* [Entries shown]:

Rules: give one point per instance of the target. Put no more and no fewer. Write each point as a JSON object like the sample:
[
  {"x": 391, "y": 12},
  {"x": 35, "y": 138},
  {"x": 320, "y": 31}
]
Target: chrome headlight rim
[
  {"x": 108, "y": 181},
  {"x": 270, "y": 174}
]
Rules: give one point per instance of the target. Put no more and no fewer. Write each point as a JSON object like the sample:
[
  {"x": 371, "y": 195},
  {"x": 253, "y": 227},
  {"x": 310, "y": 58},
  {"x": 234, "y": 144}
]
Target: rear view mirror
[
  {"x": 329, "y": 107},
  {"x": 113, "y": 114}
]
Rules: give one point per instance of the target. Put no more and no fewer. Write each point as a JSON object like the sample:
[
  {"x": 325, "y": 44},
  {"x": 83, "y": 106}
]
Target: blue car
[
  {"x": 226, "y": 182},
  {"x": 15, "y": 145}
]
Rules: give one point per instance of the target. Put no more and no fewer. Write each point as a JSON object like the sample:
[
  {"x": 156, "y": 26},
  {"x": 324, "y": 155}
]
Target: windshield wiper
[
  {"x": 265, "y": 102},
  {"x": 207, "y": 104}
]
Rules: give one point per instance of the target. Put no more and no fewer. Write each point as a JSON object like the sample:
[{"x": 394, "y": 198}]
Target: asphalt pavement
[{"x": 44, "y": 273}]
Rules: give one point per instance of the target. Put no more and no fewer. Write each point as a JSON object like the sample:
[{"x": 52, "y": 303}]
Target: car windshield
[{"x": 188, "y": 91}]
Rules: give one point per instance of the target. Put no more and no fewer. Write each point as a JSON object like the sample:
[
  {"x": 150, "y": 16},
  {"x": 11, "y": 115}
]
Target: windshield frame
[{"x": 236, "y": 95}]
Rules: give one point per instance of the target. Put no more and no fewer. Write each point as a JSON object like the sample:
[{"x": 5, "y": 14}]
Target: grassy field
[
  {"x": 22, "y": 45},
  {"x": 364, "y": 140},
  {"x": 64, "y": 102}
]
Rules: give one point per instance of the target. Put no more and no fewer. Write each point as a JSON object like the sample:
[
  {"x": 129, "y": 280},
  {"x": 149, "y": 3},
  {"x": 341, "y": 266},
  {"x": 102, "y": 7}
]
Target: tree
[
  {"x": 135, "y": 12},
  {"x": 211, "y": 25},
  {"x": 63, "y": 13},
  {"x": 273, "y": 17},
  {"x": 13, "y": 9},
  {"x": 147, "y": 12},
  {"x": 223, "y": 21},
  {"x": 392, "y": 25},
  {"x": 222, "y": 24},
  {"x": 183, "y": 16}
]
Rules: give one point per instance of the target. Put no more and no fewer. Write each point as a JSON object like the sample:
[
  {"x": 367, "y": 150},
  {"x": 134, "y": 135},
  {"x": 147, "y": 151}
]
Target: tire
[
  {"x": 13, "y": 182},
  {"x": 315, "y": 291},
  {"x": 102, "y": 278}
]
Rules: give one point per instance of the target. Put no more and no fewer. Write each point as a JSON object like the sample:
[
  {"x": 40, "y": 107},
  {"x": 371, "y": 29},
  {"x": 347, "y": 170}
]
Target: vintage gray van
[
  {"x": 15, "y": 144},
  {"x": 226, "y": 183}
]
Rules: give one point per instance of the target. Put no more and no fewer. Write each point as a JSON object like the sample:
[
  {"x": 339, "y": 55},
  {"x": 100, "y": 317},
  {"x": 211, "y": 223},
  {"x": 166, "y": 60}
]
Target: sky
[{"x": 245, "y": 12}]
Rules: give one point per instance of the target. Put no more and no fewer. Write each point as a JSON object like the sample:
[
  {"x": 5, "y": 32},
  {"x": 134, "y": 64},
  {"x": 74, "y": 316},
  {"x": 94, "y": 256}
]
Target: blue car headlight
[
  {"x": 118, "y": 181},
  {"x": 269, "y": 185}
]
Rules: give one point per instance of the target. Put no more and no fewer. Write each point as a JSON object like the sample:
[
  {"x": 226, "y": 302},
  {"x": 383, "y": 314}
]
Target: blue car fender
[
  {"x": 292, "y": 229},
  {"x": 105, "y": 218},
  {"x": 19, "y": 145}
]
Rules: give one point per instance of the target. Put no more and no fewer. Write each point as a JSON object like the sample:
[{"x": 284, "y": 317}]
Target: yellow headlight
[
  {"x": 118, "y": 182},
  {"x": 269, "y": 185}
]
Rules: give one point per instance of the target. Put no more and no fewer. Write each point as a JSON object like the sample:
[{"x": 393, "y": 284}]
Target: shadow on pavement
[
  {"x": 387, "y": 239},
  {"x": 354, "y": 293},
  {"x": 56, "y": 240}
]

* [Written request]: Please pull out every line of the records above that contains the string "headlight".

* [Output of the task]:
Target: chrome headlight rim
Target: blue car headlight
Target: yellow headlight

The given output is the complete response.